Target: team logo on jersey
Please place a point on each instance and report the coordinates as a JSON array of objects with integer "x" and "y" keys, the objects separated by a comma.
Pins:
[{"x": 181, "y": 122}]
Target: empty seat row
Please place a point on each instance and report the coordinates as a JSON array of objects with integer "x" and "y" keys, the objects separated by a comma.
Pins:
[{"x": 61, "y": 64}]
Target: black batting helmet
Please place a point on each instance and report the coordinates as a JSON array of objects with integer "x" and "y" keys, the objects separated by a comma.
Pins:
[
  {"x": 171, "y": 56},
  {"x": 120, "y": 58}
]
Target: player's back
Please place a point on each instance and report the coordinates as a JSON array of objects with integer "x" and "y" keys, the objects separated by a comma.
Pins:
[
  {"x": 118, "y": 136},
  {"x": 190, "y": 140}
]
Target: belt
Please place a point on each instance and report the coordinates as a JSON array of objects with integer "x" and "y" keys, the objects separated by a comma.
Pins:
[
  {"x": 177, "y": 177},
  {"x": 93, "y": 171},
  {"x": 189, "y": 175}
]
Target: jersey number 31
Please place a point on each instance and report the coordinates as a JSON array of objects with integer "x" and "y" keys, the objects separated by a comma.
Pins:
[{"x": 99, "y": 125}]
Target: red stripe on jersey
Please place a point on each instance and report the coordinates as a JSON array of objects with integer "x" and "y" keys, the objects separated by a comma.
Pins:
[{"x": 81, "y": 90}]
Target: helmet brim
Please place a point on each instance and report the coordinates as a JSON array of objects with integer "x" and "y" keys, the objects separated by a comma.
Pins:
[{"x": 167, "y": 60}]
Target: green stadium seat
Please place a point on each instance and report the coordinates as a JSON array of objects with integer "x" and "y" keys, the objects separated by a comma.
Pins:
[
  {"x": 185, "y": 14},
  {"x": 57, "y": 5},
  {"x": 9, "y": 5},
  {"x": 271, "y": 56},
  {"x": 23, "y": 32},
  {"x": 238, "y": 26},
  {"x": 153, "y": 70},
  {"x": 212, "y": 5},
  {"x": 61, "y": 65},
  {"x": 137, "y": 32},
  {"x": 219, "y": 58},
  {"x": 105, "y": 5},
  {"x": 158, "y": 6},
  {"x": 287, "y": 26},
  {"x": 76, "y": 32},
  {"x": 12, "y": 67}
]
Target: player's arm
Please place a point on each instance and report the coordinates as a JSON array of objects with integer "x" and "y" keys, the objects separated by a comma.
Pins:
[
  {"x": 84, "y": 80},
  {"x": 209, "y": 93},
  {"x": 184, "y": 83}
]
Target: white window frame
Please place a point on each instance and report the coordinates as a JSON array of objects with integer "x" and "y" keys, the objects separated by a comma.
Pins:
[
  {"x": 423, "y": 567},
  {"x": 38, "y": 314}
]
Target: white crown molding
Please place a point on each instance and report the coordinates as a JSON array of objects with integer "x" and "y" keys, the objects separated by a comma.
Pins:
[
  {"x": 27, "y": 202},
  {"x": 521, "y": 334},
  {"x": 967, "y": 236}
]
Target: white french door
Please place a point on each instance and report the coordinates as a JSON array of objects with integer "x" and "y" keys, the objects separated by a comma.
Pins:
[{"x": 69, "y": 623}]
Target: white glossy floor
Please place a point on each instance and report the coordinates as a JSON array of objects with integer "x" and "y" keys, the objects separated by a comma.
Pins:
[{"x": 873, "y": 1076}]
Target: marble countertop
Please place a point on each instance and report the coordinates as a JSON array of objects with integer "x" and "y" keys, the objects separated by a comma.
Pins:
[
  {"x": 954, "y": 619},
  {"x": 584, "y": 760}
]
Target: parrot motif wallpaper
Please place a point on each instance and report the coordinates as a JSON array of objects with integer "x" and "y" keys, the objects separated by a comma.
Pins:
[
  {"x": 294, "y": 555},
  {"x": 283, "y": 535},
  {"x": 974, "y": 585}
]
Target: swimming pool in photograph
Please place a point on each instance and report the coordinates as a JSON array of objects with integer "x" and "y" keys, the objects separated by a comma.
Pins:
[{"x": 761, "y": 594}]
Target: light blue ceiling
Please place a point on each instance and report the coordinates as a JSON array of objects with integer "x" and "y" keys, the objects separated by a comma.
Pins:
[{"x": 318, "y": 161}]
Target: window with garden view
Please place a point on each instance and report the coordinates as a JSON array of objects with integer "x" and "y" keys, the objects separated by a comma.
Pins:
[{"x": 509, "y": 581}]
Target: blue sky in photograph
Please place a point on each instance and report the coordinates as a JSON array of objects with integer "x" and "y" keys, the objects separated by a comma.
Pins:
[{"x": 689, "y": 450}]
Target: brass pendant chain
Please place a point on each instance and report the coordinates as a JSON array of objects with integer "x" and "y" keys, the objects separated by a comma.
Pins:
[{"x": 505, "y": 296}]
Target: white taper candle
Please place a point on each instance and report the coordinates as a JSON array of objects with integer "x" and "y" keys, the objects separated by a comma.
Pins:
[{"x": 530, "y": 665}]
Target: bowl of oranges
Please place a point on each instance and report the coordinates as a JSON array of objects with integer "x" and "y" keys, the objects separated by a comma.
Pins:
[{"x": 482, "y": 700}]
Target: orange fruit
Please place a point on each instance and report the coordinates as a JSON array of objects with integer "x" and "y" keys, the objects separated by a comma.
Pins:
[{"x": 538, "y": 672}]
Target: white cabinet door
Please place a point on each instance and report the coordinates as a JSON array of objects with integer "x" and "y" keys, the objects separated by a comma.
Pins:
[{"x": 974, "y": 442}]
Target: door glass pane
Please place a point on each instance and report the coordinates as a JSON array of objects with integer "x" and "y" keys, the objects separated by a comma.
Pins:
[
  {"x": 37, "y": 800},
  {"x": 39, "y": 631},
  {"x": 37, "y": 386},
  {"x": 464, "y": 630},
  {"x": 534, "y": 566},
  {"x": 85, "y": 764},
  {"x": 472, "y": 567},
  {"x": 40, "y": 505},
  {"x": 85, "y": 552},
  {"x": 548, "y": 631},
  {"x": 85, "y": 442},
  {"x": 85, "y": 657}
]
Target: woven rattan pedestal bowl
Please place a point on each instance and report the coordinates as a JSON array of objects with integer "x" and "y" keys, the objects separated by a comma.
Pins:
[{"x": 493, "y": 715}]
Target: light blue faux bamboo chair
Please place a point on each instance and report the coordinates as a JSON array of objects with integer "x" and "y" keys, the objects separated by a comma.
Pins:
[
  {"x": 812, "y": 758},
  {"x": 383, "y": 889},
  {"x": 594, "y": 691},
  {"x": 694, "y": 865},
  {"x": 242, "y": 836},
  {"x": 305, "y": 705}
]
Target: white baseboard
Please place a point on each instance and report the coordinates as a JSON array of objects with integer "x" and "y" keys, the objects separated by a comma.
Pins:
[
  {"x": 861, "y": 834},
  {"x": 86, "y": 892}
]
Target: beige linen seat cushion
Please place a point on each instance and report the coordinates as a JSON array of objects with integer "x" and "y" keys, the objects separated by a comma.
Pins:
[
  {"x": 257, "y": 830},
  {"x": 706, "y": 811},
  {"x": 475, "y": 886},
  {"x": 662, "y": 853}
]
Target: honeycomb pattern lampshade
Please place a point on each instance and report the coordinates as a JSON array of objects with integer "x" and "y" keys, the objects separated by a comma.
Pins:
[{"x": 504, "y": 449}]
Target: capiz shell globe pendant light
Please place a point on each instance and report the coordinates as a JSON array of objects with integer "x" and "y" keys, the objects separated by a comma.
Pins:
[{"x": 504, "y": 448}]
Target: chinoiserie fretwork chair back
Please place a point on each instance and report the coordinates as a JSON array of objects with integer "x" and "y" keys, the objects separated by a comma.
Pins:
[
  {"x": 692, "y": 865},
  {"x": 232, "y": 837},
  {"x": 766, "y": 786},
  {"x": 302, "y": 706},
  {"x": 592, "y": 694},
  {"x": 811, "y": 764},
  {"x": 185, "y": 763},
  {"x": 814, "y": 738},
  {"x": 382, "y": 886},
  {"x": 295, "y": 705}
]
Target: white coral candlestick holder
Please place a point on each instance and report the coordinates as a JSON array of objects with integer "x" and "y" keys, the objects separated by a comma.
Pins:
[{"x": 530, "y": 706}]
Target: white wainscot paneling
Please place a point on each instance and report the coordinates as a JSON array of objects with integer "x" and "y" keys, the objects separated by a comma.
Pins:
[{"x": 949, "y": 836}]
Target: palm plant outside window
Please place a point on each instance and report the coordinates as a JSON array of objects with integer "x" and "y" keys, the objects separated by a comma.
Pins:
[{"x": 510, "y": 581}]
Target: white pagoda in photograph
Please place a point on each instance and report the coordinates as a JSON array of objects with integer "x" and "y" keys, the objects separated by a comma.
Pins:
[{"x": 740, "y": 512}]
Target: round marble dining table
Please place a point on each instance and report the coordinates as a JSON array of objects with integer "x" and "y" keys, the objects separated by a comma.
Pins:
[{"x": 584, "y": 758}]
* * * * * * *
- _WHAT IS BEING ASKED_
Search the records for the word "blue". Copy each line where it appears.

- _THE ANSWER_
Target: light blue ceiling
Target: blue sky in photograph
Target: light blue faux bamboo chair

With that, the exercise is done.